*** Opening of DATA TO USE ***
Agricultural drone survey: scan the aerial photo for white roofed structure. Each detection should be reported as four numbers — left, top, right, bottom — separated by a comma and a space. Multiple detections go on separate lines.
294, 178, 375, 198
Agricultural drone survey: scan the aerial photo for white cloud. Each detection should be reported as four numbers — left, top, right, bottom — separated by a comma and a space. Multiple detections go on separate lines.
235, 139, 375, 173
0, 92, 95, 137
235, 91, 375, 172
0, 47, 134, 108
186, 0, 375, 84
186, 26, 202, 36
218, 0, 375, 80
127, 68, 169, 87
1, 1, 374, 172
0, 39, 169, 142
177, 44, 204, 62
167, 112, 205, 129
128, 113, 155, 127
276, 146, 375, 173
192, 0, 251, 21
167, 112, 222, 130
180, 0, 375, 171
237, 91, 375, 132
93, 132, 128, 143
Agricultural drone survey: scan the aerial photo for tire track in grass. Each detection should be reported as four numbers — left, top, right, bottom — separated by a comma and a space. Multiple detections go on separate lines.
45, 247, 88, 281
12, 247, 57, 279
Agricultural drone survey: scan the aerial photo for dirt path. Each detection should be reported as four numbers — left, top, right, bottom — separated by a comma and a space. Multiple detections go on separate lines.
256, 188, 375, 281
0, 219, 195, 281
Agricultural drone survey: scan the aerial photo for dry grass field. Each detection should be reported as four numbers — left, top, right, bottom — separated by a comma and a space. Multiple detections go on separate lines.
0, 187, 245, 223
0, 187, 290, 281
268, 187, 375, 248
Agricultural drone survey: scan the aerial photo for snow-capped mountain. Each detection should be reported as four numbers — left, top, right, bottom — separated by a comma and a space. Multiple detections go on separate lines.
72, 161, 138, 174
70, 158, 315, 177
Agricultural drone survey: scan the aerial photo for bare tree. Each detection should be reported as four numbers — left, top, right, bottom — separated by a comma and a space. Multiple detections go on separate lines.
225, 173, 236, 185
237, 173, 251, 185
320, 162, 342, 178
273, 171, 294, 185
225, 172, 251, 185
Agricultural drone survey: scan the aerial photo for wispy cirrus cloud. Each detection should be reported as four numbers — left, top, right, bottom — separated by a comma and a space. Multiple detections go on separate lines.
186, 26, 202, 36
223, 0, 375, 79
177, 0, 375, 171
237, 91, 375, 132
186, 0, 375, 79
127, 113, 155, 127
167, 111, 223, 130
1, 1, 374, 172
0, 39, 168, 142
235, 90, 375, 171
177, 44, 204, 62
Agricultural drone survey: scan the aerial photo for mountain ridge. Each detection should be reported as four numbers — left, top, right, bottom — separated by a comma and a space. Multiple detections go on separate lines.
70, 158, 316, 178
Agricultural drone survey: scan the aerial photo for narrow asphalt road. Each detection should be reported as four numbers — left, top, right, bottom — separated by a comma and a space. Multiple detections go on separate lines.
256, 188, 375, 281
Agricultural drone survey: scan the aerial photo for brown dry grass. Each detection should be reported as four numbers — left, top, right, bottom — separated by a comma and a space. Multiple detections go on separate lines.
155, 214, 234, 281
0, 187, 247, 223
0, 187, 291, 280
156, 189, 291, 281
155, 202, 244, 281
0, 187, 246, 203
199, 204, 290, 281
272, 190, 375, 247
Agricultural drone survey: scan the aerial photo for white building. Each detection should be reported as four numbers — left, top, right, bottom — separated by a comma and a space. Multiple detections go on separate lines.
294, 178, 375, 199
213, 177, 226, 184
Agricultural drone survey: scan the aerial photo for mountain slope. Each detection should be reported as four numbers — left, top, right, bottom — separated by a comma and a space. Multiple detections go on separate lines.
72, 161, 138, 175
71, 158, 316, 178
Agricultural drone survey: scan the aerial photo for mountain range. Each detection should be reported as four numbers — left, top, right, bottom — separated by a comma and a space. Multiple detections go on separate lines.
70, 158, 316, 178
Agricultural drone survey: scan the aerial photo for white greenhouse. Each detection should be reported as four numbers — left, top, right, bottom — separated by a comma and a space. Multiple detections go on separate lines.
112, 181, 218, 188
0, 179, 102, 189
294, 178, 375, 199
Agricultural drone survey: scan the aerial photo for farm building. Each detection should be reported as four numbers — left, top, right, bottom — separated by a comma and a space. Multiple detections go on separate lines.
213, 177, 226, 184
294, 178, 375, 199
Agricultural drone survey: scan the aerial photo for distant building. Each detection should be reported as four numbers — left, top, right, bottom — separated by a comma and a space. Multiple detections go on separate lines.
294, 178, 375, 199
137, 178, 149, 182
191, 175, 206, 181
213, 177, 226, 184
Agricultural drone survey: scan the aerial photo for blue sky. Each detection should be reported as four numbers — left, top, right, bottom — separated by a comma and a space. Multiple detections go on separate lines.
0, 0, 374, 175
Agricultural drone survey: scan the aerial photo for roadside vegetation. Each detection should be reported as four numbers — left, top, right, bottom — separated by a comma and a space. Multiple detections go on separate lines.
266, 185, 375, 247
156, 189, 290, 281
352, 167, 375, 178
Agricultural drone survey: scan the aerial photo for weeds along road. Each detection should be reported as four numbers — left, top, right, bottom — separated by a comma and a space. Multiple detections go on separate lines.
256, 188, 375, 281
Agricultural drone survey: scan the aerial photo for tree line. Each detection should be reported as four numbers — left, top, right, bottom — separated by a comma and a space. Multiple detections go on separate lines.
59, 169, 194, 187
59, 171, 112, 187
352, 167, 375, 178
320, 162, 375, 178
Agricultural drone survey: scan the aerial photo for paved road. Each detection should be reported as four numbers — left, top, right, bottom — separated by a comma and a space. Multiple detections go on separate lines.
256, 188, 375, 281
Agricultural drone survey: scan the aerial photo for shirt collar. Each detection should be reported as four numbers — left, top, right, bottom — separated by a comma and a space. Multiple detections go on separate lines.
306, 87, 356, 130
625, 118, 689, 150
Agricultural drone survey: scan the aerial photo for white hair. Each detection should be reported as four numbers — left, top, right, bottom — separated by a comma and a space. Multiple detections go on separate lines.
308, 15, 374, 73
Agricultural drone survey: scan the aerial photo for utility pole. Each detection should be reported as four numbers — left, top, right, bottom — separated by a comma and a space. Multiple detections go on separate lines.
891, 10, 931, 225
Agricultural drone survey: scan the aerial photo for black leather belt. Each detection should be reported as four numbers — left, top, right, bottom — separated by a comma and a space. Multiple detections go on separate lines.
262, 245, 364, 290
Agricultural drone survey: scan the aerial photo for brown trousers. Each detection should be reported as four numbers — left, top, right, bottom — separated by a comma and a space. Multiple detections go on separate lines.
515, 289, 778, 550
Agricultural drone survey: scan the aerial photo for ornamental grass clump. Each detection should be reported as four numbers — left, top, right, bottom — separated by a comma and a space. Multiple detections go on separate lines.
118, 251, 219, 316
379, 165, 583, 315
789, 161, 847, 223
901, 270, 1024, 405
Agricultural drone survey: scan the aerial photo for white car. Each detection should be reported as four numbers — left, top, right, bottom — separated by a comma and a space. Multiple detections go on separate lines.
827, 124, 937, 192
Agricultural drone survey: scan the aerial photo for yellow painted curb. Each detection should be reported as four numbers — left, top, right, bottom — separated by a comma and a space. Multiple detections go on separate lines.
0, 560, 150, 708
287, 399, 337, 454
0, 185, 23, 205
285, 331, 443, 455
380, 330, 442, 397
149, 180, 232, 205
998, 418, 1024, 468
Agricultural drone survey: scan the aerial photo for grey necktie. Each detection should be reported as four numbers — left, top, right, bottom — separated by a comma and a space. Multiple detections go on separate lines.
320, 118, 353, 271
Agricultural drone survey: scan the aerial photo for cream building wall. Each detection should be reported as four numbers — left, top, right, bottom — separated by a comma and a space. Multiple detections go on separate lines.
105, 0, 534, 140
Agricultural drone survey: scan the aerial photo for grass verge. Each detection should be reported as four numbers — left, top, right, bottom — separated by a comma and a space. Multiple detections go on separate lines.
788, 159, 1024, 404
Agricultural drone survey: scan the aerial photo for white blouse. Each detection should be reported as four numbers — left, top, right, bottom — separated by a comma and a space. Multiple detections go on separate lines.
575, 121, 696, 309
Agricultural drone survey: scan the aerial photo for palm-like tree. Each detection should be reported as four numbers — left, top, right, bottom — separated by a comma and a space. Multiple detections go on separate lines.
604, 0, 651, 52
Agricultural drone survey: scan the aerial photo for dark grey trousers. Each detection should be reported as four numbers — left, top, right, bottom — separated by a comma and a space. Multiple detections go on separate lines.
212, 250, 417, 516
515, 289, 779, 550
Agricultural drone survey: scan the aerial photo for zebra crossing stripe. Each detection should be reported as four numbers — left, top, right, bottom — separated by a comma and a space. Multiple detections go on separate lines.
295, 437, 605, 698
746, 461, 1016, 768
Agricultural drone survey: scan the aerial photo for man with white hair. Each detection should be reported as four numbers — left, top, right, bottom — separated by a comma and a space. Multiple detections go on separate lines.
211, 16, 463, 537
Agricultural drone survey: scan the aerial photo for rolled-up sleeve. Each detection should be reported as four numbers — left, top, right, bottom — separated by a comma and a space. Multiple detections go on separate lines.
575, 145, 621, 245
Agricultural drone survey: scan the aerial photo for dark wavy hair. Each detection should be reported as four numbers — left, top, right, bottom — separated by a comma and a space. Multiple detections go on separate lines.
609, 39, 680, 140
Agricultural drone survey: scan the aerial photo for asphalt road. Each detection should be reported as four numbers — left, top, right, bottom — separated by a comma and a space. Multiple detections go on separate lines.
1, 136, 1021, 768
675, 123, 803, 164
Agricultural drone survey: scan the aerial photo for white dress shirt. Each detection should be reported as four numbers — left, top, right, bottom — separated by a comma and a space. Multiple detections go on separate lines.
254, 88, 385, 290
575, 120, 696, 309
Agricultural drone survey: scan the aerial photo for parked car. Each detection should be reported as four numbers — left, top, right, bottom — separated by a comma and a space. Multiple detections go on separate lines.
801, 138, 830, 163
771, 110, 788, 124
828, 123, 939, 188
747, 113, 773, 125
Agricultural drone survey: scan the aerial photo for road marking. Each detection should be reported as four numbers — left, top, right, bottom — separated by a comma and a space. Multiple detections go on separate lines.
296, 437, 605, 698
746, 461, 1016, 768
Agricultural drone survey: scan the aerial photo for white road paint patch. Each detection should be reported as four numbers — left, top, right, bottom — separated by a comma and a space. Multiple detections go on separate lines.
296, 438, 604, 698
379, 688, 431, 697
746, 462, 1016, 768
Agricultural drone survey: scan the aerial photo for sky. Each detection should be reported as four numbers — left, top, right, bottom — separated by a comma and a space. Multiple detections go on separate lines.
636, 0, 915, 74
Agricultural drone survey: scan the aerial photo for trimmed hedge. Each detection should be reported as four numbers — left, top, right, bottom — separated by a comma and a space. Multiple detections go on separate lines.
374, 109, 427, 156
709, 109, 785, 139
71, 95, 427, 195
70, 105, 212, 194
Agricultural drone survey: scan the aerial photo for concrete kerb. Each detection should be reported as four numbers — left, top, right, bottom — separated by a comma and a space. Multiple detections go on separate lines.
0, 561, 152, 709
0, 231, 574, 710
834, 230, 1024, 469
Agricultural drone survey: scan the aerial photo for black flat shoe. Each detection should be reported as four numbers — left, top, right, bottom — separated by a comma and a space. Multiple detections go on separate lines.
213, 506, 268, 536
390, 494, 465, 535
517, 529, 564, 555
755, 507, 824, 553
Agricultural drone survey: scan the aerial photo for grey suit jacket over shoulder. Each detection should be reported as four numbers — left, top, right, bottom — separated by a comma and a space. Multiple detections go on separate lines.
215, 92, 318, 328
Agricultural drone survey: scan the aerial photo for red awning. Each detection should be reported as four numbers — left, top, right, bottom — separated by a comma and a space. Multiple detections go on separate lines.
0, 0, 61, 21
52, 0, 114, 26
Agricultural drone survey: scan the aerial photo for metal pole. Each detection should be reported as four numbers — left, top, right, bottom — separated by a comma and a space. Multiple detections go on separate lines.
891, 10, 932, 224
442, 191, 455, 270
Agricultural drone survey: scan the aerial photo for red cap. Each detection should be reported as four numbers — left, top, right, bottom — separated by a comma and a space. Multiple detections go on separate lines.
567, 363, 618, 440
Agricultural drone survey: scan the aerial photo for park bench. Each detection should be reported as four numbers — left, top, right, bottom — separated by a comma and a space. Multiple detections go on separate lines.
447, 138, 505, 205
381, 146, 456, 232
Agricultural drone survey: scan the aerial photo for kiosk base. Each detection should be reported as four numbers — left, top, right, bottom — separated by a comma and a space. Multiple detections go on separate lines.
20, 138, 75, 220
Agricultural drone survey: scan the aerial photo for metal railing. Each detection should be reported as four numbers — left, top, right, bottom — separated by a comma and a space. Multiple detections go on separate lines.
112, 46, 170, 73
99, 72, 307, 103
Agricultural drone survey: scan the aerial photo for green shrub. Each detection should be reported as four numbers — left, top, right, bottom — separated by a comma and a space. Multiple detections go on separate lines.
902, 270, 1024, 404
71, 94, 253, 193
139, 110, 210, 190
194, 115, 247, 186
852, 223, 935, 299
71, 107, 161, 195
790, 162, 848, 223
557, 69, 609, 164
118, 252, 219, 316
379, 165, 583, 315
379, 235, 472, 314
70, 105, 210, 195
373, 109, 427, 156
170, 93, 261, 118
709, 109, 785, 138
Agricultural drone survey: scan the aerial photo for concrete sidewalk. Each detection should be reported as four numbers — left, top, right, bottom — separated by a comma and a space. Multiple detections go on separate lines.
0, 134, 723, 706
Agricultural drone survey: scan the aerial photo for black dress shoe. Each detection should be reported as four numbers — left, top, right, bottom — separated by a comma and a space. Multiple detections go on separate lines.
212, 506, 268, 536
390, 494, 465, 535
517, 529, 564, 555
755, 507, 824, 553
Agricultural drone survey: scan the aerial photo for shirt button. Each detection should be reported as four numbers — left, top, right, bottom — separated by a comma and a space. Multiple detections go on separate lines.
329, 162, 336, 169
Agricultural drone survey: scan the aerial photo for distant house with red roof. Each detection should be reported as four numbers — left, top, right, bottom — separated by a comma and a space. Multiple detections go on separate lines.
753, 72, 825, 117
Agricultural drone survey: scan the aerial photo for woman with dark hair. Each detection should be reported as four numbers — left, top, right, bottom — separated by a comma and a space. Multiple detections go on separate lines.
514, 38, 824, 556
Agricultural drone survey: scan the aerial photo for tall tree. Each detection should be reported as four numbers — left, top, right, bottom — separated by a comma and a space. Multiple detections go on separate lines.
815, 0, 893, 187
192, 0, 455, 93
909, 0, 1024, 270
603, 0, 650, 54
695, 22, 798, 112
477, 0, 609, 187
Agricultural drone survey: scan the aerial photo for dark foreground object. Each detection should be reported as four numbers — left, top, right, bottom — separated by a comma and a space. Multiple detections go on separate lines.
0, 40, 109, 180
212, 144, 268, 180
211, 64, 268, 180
*** Close of DATA TO USE ***
* [EXERCISE GOAL]: Emit only the final stretch of the records: the line containing "for shirt button." through the end, each line exactly as it stands.

* [TASK SOLUTION]:
Agricultural drone survey: scan the aerial photo for shirt button. Each detection should be reported as four numbers — left, top, right, bottom — separated by a comma and a space. Multiple detections go on separate lines.
329, 162, 336, 169
Agricultural drone survey: scan the aerial photo for distant house with red roof. Each detection should be reported as four numbers — left, top, right, bottom — separated by a comma and a space. Multiple detections go on separate lines.
753, 72, 825, 117
Agricultural drone survey: scan the aerial photo for woman with dark hair. Each detection should be reported as four numbers — left, top, right, bottom — separated by a comma and a space. Multiple detections go on separate lines.
514, 38, 824, 556
Agricultural drone survey: scan the aerial photo for tall tree. Each detection should be reported as four numbers — left, top, right, bottom — separated by a comma and a space. Multiple detections go on separate lines.
815, 0, 893, 187
192, 0, 455, 93
909, 0, 1024, 270
603, 0, 650, 54
695, 22, 798, 112
477, 0, 609, 187
Agricultural drone survey: scan the aerial photo for dark foreground object. Each detection should be reported as four numbers — left, top, right, bottom — separated by a comma and a space. Multiple detections go on separate lines.
0, 40, 109, 180
212, 144, 268, 180
211, 64, 268, 180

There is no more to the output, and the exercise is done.